● WHAT YOU NEED TO DO: Which lines of the material below contain the word "deer"? Report each of those lines in full.
--- begin RECORDS SHOWN ---
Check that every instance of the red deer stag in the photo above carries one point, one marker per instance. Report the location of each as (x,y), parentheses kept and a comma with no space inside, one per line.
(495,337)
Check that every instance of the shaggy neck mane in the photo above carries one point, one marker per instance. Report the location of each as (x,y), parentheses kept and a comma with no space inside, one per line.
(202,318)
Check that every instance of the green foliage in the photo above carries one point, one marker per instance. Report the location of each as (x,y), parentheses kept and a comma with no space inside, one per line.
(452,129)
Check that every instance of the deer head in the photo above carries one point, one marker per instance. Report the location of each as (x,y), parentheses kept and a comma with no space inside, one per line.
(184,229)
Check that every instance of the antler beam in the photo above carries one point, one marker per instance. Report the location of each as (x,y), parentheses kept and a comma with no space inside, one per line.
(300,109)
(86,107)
--- end RECORDS SHOWN ---
--- begin RECORDS SHOWN ---
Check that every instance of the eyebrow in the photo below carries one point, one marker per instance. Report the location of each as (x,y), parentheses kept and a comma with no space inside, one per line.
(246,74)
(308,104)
--- end RECORDS SHOWN ---
● SOLUTION TO THIS PROBLEM:
Check that every instance of the red deer stag in the photo above carries one point, one marker per instance. Report the location of each as (x,y), parentheses kept and a comma with no space inside, one per line.
Check that every instance of the deer head in the photo above carries one point, one marker per instance. Report the location of each as (x,y), parentheses kept and a comma with no space inside, one per line.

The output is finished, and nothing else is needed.